_Short exercise_: Rewrite the entries starting with the line that contains "Can you find the paved" and going on through the end of the entries, keeping every line, and add 129 to each coordinate in the answers.
>> Begin Data supplied
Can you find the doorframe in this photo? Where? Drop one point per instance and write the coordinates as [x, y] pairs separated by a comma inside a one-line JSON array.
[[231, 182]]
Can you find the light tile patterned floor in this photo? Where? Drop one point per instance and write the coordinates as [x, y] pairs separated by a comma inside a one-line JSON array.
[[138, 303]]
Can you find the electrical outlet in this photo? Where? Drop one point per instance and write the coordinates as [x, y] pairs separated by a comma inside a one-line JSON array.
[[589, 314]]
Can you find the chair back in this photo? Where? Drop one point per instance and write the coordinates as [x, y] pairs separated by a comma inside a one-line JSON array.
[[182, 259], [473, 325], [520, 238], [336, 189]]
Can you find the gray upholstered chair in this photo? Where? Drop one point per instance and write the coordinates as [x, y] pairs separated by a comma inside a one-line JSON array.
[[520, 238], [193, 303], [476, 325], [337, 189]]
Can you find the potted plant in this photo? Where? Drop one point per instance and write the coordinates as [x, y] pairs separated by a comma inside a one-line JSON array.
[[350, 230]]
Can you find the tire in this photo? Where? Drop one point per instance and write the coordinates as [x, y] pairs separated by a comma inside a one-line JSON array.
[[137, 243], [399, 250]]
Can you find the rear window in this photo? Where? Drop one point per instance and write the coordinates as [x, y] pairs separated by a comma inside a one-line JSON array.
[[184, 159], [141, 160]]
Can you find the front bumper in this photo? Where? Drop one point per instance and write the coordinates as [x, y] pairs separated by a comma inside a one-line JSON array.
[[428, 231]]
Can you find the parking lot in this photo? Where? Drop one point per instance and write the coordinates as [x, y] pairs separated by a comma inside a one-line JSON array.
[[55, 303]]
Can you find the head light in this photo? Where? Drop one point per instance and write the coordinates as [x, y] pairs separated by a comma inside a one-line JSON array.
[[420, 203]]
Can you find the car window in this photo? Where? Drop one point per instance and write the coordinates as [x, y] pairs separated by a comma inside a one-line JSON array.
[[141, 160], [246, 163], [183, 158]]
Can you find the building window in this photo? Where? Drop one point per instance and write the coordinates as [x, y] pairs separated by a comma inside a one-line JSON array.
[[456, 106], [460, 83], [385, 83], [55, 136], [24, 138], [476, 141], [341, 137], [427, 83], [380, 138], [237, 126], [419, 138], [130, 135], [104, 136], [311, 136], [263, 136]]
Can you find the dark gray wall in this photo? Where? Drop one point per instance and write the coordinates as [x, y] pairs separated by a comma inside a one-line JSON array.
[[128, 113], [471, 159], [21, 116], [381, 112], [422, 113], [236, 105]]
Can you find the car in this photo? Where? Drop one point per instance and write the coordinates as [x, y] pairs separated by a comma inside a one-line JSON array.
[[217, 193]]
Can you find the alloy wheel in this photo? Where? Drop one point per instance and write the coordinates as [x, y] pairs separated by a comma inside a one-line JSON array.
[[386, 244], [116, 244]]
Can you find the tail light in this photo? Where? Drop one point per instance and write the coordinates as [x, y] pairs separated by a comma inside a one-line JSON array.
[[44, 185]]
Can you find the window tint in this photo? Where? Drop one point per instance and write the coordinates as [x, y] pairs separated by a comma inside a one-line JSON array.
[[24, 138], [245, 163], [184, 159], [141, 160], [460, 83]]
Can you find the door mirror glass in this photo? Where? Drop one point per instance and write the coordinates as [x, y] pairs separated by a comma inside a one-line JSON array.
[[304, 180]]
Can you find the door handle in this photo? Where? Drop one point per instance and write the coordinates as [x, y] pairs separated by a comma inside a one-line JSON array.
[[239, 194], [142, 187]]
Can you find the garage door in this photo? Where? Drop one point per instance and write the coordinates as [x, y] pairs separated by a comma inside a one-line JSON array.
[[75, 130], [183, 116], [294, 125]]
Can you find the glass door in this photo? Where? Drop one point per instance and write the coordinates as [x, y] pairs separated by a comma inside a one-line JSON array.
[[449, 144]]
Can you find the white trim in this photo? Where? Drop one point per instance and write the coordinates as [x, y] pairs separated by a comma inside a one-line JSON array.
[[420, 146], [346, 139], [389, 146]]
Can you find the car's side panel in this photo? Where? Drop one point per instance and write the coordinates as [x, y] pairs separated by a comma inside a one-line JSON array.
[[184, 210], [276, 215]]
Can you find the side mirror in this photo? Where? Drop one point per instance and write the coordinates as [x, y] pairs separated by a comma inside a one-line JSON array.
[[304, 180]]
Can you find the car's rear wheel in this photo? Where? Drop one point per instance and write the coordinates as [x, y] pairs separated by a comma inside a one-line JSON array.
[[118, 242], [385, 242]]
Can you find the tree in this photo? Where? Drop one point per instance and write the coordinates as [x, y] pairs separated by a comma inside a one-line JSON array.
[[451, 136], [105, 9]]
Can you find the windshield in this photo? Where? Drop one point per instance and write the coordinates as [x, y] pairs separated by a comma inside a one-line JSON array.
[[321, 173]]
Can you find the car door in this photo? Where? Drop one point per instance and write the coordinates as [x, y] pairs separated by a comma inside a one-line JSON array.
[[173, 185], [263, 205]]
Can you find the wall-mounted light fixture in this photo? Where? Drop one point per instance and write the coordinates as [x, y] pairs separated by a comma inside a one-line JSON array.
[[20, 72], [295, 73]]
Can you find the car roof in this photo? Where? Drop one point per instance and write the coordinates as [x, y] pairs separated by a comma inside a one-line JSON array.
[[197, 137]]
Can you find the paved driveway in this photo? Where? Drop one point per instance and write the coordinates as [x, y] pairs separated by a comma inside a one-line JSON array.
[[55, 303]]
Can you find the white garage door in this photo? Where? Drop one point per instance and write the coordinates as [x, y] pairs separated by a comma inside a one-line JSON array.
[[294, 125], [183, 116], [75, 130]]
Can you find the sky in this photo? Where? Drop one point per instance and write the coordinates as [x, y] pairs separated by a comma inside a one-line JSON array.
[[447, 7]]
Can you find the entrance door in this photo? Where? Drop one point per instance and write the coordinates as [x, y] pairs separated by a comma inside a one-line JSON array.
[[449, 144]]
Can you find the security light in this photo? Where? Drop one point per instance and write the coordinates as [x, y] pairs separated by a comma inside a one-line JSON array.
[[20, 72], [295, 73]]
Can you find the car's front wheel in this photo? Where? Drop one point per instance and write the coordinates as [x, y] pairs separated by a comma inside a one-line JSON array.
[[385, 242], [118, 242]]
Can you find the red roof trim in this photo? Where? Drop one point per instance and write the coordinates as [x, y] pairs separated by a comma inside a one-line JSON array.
>> End Data supplied
_Result_:
Can you find the paved driveway in this photo? Where? Drop one point per instance and write the coordinates as [x, y] pairs separated by a comma inside a one-line JSON array.
[[184, 432]]
Can you find the white garage door in this photo? Where? Drop one point per instance and write the coordinates as [x, y] pairs separated by a comma inside a one-line JSON array.
[[423, 254], [312, 245], [204, 259]]
Can you find the sky in this photo? Where? Drop one point per instance and write the coordinates as [x, y] pairs separated by a comma inside a one-line JSON array.
[[576, 136]]
Can you find the entrance door in this photo? Where? Drop one point per instance and write the coordinates as [x, y] pairs separated by a comma inside a one-line JSON array.
[[578, 273]]
Can you find the security light in this photo? Where? Drop one point per instance and write the coordinates as [x, y] pairs separated by a comma inside a one-line JSON array.
[[149, 201], [424, 202]]
Can you find the car's front wheel in this photo? Where? Drop one point per instance and write the coordinates as [x, y] pairs separated by a comma inside a one-line JSON array.
[[514, 371], [247, 371]]
Can you find the red roof trim in this photo? Where? Drop one point per instance and write the coordinates as [x, y] pairs separated by a comma inside a one-line JSON array.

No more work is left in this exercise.